--- THE TASK ---
Go through the listing and copy every line word for word.

***

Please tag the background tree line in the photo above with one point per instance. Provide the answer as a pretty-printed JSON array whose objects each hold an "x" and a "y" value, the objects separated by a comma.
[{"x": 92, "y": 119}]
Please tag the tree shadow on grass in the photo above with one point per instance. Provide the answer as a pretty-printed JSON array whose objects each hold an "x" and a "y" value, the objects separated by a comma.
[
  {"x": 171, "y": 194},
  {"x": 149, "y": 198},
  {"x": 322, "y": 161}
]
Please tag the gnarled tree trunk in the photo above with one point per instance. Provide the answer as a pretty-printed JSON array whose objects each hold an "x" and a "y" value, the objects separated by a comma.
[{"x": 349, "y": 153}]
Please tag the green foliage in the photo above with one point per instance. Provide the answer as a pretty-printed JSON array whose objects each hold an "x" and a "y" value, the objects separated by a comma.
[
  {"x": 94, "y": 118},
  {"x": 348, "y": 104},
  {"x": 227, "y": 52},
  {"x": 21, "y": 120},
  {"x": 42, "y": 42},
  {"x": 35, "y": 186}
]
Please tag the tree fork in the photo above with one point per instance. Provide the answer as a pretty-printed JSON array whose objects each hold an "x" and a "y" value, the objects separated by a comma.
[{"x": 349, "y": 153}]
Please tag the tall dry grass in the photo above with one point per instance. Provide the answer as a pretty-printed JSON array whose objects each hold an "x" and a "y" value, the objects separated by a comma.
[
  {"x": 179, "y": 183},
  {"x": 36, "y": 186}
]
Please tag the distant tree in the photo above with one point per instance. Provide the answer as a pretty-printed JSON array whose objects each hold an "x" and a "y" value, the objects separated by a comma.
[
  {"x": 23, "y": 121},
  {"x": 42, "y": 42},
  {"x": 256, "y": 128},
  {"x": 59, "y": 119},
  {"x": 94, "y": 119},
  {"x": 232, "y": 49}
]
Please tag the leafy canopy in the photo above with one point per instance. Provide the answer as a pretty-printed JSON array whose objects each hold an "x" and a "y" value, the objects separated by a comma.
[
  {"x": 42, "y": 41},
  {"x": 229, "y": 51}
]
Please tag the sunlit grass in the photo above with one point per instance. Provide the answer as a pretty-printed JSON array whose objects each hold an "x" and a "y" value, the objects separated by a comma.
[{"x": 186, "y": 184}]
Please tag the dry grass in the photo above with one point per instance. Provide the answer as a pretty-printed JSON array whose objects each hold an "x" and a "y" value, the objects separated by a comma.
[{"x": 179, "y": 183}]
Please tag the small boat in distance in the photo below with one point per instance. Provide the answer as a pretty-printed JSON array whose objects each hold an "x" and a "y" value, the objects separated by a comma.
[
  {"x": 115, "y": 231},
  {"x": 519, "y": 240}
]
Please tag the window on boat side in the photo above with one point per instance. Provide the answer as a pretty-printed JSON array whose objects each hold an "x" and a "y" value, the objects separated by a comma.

***

--- ANSWER ---
Please tag the background tree line in the photo above with one point per instance. Provide the answer as a pretty-printed JSON array whose objects each hold an "x" and a "y" value, the objects separated by a comma.
[{"x": 92, "y": 119}]
Please tag the tree shadow on grass in the photo above with one point per instance. Provide the answer as a pretty-printed JSON array whose objects each hold an "x" and a "y" value, the objects separated by a comma.
[
  {"x": 171, "y": 194},
  {"x": 149, "y": 198},
  {"x": 322, "y": 161}
]
Please tag the gnarled tree trunk in the photo above with one point per instance. Provide the answer as a pretty-printed JSON array whose objects each hold an "x" and a "y" value, the objects separated by a comma.
[{"x": 349, "y": 153}]
Please tag the green foliage in the photo above with one point per instance. Provide the answer as a pretty-printed JSON array whose objects each hold an "x" and a "y" value, the objects separated by a comma.
[
  {"x": 94, "y": 118},
  {"x": 348, "y": 104},
  {"x": 227, "y": 52},
  {"x": 21, "y": 120},
  {"x": 42, "y": 42},
  {"x": 35, "y": 186}
]
Please tag the tree fork in the photo above with one point per instance. Provide the answer as a pretty-printed JSON array whose objects each hold an "x" and a "y" value, the objects separated by a comma.
[{"x": 349, "y": 153}]
Please tag the tall dry grass in the photo above with one point per instance. Provide the answer as a pretty-printed JSON array whose objects each hold an "x" and a "y" value, the objects separated by a comma.
[
  {"x": 179, "y": 183},
  {"x": 36, "y": 186}
]
Please tag the distant tree in the photo above with one point per instance. Provide the answer as a pretty-printed JSON array whose objects each hold an "x" and a "y" value, the objects separated by a comma.
[
  {"x": 23, "y": 121},
  {"x": 42, "y": 42},
  {"x": 256, "y": 128},
  {"x": 59, "y": 119},
  {"x": 94, "y": 119},
  {"x": 232, "y": 49}
]
Please tag the leafy canopy in the photo above with one point per instance. Provide the answer as a pretty-printed JSON array whose objects each hold an "x" and a "y" value, the objects separated by a comma.
[
  {"x": 42, "y": 41},
  {"x": 229, "y": 51}
]
Please tag the sunlit grass in the photo above with one point per instance. Provide the answer as a pretty-printed JSON array whose objects each hold an "x" and a "y" value, the objects separated by a comma.
[{"x": 186, "y": 184}]
Please tag the dry grass in the photo above with one point per instance. Provide the answer as a pretty-printed JSON array whose objects each hold an "x" and a "y" value, the objects separated by a comma.
[{"x": 179, "y": 183}]
Please tag the small boat in distance in the photo below with one point per instance. Provide the answer as a pretty-printed JSON array whose objects each hold an "x" and a "y" value, the objects separated by a comma.
[
  {"x": 115, "y": 231},
  {"x": 519, "y": 240}
]
Please tag the window on boat side in the photo above with one point per instance. Provide the answer as a pretty-printed JSON array whose objects each hold an "x" and a "y" value, the objects separated by a comma.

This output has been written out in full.